(CONSIGNE)
D'après le texte fourni sur Pindare, dans quel sanctuaire Sémélé et Leucothéa sont-elles invitées à rejoindre la nymphe Mélia ?
─── TEXTE FOURNI ───
Quoi qu’il en soit, il faut revenir de la logique temporelle de la narration telle que la conçoit Pindare à son organisation spatiale. De ce point de vue, l’exemple d’Oreste se limite à tracer une relation forte entre Sparte, le lieu de résidence des Atrides, et Delphes, le lieu de la victoire de Thrasydaîos, dans l’accomplissement d’un premier rite. Quant à la relation entre la Sparte héroïque et Thèbes où se déroule, dans le présent du rituel, la célébration cultuelle du haut fait athlétique, il appartient aux figures féminines de la tisser. Plus encore qu’à Clytemnestre, Hélène ou Arsinoé, femmes mariées, c’est aux deux victimes adolescentes du « récit d’Oreste » qu’il revient précisément d’inscrire dans la narration la célébration à Thèbes de la victoire delphique. En effet, en tant que kórai innocentes, Cassandre et Iphigénie évoquent la figure des filles de Cadmos et d’Harmonie (Kádmou kórai au vers 1 ; paîdes Harmonías au vers 7), apostrophées dès le début du poème. Sémélé et Leucothéa sont invitées à rejoindre, en compagnie de la mère d’Héraclès, la nymphe Mélia dans le sanctuaire thébain d’Apollon Isménios pour y chanter l’éloge de la victoire pythique de Thrasydaîos.

L’adresse à ces deux figures évoque assurément les noces paradigmatiques de Cadmos et d’Harmonie, les héros fondateurs de Thèbes ; mais le poète insiste sur la divinisation dont ont bénéficié aussi bien Sémélé « voisine des Olympiens » qu’Inô « admise dans la demeure des Néréides » (vers 1-2). Leur association initiale à la nymphe Mélia pourrait rappeler les trois Grâces, parfois convoquées par Pindare dans ses poèmes comme divinités inspiratrices(183). On remarquera à ce propos qu’en rapport avec « Thèbes aux sept portes », Delphes est identifiée uniquement par l’intermédiaire des figures féminines que sont Thémis (qui y détenait l’oracle avant Apollon), Pythô, la terre avec son nombril « aux justes oracles », et la cité voisine de Cirrha (vers 9-12).
─── ENTRÉES ENREGISTRÉES ───
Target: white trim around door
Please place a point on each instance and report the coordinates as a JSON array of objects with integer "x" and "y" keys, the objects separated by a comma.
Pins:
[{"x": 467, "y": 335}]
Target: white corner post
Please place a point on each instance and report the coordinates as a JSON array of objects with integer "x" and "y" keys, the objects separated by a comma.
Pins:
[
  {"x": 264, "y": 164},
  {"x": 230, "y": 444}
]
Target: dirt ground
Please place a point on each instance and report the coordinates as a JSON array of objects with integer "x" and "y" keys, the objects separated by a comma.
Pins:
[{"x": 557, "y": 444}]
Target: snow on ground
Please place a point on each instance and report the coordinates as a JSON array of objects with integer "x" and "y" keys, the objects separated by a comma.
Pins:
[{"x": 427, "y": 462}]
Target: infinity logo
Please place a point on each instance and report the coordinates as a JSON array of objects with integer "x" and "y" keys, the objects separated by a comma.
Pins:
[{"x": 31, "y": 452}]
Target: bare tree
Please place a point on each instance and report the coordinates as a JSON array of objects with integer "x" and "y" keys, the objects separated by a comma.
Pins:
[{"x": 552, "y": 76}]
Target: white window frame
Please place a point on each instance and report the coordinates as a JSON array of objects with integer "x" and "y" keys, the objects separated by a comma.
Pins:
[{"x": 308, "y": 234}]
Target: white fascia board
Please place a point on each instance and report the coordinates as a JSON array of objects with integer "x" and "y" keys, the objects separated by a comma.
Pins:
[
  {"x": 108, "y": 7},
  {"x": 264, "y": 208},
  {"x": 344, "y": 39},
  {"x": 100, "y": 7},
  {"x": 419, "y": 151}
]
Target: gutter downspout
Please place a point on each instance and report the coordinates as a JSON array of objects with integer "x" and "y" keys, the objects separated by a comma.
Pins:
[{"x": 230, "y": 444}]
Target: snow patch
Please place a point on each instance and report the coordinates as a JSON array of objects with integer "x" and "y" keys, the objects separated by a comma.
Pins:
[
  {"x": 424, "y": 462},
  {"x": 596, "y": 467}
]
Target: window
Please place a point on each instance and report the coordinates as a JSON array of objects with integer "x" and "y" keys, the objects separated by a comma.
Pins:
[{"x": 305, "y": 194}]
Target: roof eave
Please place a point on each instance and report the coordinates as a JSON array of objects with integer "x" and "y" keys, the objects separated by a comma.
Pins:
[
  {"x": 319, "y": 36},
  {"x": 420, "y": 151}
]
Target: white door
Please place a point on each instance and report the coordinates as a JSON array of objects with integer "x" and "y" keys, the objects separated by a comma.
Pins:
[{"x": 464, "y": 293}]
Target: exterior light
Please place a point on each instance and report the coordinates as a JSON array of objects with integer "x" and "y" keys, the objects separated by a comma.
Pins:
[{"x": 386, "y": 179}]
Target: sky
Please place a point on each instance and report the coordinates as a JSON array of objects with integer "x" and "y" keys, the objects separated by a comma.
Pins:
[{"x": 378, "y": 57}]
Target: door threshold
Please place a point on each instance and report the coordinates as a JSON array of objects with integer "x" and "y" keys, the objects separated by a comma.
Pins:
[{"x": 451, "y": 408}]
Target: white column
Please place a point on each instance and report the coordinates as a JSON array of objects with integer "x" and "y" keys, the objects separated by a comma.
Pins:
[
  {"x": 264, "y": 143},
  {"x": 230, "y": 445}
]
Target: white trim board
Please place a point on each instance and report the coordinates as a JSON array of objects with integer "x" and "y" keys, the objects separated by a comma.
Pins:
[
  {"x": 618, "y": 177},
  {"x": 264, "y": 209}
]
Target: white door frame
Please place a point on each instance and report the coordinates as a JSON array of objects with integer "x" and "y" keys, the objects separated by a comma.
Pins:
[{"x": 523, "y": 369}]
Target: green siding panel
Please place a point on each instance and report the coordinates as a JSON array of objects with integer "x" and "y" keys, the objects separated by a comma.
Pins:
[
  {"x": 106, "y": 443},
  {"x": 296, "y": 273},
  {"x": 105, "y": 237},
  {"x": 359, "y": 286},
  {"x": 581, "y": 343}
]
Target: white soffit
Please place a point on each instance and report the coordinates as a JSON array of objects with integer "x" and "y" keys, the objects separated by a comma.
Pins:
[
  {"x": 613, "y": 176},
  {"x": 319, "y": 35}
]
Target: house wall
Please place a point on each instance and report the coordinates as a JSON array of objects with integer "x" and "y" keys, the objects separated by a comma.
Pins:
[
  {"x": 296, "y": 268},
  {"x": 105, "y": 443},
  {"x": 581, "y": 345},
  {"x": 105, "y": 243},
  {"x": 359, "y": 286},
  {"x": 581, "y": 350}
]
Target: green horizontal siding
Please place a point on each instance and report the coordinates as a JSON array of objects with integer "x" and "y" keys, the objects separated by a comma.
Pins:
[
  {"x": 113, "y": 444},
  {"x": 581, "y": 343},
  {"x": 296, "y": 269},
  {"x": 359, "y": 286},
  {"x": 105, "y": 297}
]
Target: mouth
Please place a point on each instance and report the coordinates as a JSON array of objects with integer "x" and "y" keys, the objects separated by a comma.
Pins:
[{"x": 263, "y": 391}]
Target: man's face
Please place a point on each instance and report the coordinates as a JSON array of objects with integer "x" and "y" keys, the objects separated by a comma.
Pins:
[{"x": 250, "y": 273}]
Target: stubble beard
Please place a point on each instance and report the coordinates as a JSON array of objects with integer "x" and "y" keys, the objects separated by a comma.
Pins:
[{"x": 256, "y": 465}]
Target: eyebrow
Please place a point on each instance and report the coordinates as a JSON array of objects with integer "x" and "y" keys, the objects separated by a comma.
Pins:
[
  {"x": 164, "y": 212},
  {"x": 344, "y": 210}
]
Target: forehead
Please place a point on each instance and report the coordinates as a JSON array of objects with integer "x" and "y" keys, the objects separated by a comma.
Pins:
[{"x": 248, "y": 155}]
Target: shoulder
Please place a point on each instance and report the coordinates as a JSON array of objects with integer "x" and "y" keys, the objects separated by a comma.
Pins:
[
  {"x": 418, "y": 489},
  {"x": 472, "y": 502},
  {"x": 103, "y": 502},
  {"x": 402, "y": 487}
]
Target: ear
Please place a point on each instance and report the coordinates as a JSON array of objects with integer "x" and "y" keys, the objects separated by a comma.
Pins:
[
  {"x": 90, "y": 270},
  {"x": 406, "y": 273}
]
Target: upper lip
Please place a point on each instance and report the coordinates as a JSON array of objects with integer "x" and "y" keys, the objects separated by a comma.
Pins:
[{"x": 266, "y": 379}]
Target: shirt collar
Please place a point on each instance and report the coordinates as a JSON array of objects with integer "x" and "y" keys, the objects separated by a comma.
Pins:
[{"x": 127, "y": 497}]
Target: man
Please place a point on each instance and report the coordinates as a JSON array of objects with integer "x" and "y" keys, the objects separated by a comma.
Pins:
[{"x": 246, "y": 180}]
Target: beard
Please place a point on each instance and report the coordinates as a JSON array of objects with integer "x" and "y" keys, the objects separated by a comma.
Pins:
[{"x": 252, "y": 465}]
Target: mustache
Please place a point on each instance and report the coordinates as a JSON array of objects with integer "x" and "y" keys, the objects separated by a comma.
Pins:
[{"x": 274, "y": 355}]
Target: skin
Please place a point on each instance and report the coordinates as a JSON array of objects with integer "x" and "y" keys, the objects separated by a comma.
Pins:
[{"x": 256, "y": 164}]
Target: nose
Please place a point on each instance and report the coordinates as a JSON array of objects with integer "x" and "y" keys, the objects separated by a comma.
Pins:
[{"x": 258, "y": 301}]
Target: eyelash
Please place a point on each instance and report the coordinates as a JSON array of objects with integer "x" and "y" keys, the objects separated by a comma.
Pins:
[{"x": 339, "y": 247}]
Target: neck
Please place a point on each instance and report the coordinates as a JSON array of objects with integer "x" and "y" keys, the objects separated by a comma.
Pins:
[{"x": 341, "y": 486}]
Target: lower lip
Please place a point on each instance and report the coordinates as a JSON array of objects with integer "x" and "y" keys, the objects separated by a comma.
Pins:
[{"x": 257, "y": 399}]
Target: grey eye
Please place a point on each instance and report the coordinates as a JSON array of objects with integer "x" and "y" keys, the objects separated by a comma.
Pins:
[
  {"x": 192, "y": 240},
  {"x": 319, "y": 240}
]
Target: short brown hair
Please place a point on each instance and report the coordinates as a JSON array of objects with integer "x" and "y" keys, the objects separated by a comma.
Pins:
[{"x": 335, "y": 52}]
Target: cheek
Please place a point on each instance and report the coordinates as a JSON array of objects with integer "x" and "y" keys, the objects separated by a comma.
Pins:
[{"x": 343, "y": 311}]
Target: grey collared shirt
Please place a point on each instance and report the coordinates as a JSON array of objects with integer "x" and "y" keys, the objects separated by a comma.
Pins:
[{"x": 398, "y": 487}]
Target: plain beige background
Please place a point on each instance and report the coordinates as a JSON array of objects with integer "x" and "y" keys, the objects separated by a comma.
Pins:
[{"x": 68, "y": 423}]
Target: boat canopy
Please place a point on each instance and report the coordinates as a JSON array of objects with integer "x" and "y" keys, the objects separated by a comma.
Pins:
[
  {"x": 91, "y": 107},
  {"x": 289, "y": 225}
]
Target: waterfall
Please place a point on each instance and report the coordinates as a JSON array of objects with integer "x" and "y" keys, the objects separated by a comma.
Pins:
───
(RÉPONSE)
Dans le sanctuaire thébain d'Apollon Isménios.